Text extract |
# otp.CSV

### *class* CSV(filepath_or_buffer=None, timestamp_name='Time', first_line_is_title=True, names=None, dtype=None, converters=None, order_ticks=False, drop_index=True, change_date_to=None, auto_increase_timestamps=True, db='LOCAL', field_delimiter=',', handle_escaped_chars=False, quote_char='"', timestamp_format=None, file_contents=None, \*\*kwargs)

Bases:

Construct source based on CSV file.

There are several steps determining column types.

1. Initially, all column treated as `str`.
2. If column name in CSV title have format `type COLUMNNAME`,
   it will change type from `str` to specified type.
3. All column type are determined automatically from its data.
4. You could override determined types in `dtype` argument explicitly.
5. `converters` argument is applied after `dtype` and could also change column type.

NOTE: Double quotes are not supported in CSV files for escaping quotes in strings,
you should use escape character `\` before the quote instead,
for example: `"I'm a string with a \"quotes\" inside"`. And then set handle_escaped_chars=True.

* **Parameters:**
  * **filepath_or_buffer** ([*str*](https://docs.python.org/3/library/stdtypes.html#str) *,* [*os.PathLike*](https://docs.python.org/3/library/os.html#os.PathLike) *,* [*FileBuffer*](#onetick.py.utils.FileBuffer) *,* *optional*) -- Path to CSV file or `file buffer`. If None value is taken through symbol.

The tasks |
1. Copy the passage of the otp.CSV documentation starting at "3. All column" and ending at "change column type.".
2. Write the next part of the otp.CSV documentation, picking up right after its last line.
The records below have nothing to do with the otp.CSV documentation extract.

Given information |
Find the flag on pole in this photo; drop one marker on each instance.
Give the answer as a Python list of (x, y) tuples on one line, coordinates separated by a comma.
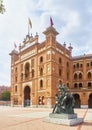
[(15, 46), (30, 23), (51, 22)]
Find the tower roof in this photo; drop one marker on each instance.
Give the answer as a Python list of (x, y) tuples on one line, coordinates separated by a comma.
[(50, 30)]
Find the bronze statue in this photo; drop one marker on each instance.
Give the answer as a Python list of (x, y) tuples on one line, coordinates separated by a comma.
[(64, 101)]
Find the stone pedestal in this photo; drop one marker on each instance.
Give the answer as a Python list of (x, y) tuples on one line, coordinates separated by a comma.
[(64, 119)]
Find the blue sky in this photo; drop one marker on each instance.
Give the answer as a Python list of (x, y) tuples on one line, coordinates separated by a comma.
[(72, 19)]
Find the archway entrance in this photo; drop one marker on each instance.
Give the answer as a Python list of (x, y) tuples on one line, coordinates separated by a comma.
[(90, 101), (27, 96), (77, 101)]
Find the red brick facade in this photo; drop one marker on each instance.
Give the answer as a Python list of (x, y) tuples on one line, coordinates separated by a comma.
[(37, 68)]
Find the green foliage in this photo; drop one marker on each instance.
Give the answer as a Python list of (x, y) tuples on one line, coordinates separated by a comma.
[(6, 96), (2, 8)]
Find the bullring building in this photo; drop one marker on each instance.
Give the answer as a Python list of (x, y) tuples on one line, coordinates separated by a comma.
[(37, 68)]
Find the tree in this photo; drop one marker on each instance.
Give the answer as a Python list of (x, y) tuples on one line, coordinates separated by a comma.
[(6, 96), (2, 8)]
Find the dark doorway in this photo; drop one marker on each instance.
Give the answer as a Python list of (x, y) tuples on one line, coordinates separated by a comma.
[(90, 101), (77, 101), (26, 96)]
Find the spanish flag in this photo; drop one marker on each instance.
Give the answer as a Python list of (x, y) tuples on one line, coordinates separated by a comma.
[(51, 22), (30, 23)]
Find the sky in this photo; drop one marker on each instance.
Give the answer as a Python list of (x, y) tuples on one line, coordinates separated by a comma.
[(71, 18)]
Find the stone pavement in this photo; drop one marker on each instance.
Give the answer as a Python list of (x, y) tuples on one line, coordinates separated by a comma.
[(19, 118)]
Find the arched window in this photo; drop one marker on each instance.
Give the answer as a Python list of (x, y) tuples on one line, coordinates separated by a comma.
[(15, 89), (41, 59), (21, 76), (77, 65), (75, 76), (27, 70), (89, 84), (75, 85), (67, 64), (60, 60), (80, 85), (74, 66), (89, 75), (41, 71), (67, 75), (60, 72), (32, 73), (16, 70), (80, 76), (43, 100), (68, 85), (16, 79), (41, 83)]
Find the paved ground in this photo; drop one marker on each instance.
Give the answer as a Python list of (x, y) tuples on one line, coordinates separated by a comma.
[(13, 118)]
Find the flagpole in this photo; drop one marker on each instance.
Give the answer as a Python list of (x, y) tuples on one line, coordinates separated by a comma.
[(28, 29)]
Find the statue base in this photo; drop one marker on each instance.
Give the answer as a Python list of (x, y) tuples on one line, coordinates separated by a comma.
[(64, 119), (63, 116)]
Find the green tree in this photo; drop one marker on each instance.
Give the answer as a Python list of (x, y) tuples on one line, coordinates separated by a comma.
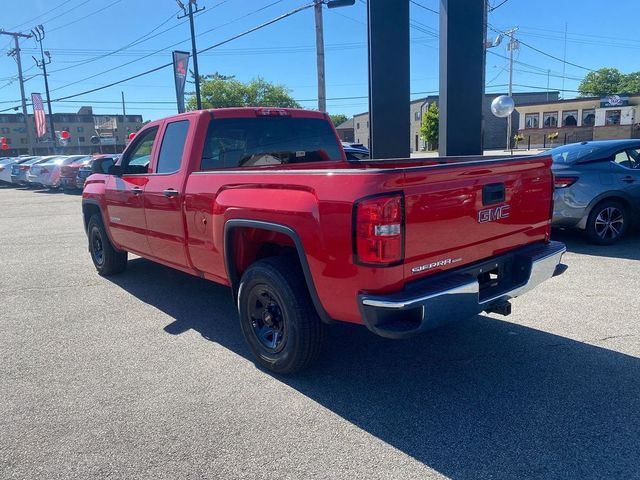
[(606, 81), (430, 126), (338, 119), (631, 83), (220, 91)]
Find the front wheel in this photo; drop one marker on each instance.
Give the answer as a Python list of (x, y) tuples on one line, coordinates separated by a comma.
[(107, 260), (277, 316), (607, 223)]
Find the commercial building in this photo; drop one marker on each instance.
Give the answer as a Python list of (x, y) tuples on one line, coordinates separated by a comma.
[(580, 120), (89, 133), (345, 131), (495, 129)]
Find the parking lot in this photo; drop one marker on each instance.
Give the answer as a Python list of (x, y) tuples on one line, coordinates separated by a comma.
[(146, 375)]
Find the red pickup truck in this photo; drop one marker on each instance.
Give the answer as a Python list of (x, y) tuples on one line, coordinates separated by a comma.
[(263, 200)]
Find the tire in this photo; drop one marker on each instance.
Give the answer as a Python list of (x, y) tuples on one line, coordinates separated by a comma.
[(107, 260), (277, 317), (607, 222)]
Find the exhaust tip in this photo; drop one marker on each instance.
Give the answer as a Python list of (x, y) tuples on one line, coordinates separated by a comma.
[(503, 309)]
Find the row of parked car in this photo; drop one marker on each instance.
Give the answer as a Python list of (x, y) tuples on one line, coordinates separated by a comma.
[(68, 172)]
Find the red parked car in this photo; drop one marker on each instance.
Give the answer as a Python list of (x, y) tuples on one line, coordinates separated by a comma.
[(69, 173), (264, 200)]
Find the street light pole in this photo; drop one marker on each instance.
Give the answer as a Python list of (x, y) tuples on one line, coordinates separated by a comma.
[(322, 86), (16, 53), (322, 92), (511, 46), (194, 52), (38, 33)]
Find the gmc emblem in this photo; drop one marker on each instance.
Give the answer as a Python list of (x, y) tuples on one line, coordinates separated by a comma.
[(493, 214)]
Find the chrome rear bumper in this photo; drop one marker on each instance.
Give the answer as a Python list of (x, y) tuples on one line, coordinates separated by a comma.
[(458, 294)]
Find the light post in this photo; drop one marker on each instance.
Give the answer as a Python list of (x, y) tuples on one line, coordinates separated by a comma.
[(322, 89)]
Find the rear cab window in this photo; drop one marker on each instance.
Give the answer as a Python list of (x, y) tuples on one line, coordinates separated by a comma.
[(172, 147), (137, 158), (268, 140)]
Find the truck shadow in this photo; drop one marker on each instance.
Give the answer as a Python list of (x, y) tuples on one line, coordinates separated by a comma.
[(480, 399), (628, 247)]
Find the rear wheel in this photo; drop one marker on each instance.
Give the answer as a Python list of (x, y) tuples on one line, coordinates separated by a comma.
[(607, 223), (277, 316), (107, 260)]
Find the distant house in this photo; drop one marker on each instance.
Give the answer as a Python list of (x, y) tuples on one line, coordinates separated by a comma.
[(346, 131)]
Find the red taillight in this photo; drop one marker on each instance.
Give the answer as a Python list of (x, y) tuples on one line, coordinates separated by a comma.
[(272, 112), (379, 230), (564, 182)]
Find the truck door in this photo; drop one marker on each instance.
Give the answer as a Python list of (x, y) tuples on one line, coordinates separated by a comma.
[(124, 194), (163, 197)]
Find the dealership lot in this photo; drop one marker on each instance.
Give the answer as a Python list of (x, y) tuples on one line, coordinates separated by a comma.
[(146, 375)]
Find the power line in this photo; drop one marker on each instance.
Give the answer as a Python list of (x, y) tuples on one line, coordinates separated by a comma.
[(495, 7), (425, 7), (166, 47), (160, 67)]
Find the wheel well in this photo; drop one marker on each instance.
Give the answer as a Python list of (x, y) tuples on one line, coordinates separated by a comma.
[(614, 198), (248, 245), (88, 210)]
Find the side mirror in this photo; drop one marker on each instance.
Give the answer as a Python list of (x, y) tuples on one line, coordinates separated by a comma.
[(115, 170)]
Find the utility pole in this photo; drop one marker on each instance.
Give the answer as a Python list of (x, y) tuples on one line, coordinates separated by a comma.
[(16, 54), (194, 52), (322, 89), (512, 45), (38, 33)]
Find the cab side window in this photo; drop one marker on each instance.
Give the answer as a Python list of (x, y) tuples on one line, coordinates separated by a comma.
[(634, 157), (172, 148), (138, 159)]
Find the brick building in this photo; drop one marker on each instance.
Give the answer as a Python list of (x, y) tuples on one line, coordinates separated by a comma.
[(580, 119), (111, 132)]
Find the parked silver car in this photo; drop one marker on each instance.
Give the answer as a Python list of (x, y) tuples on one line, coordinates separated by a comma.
[(6, 165), (47, 173), (597, 188)]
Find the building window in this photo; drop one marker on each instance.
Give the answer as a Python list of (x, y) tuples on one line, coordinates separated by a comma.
[(550, 119), (532, 120), (570, 118), (612, 117), (588, 117)]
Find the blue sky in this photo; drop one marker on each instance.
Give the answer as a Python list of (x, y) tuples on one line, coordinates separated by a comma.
[(79, 33)]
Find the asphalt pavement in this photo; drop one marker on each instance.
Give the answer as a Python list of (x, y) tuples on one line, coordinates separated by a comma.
[(146, 376)]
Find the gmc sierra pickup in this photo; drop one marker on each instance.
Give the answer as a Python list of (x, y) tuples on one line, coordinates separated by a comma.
[(264, 201)]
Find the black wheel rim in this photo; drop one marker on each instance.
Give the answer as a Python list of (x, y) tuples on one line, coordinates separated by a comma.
[(609, 223), (267, 319), (97, 248)]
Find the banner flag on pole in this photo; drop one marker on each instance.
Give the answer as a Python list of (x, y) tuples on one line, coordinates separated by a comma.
[(38, 115), (180, 68)]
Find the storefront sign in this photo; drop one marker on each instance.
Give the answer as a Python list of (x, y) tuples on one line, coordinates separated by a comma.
[(614, 101)]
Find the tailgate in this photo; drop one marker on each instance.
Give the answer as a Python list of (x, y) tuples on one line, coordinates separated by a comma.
[(458, 214)]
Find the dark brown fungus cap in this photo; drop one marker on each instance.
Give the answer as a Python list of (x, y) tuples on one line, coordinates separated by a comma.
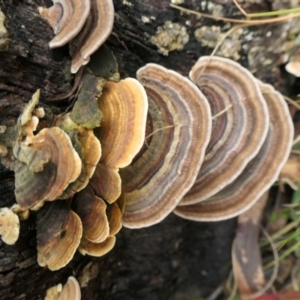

Responses by task |
1.
3. All column type are determined automatically from its data.
4. You could override determined types in `dtype` argument explicitly.
5. `converters` argument is applied after `dtype` and could also change column type.

2.
    When taken from symbol, symbol must have `LOCAL::` prefix.
    In that case you should set the columns otherwise schema will be empty.
  * **timestamp_name** ([*str*](https://docs.python.org/3/library/stdtypes.html#str) *,* *default "Time"*) -- Name of TIMESTAMP column used for ticks. Used only if it is exists in CSV columns, otherwise ignored.
    Output data will be sorted by this column.
  * **first_line_is_title** ([*bool*](https://docs.python.org/3/library/functions.html#bool)) -- 

    Use first line of CSV file as a source for column names and types.
    If CSV file is started with # symbol, this parameter **must** be `True`.
    - If `True`, column names are inferred from the first line of the file,
      it is not allowed to have empty name for any column.
    - If `False`, first line is processed as data, column names will be COLUMN_1, ..., COLUMN_N.
      You could specify column names in `names` argument.
  * **names** ([*list*](https://docs.python.org/3/library/stdtypes.html#list) *,* *optional*) -- List of column names to use, or None.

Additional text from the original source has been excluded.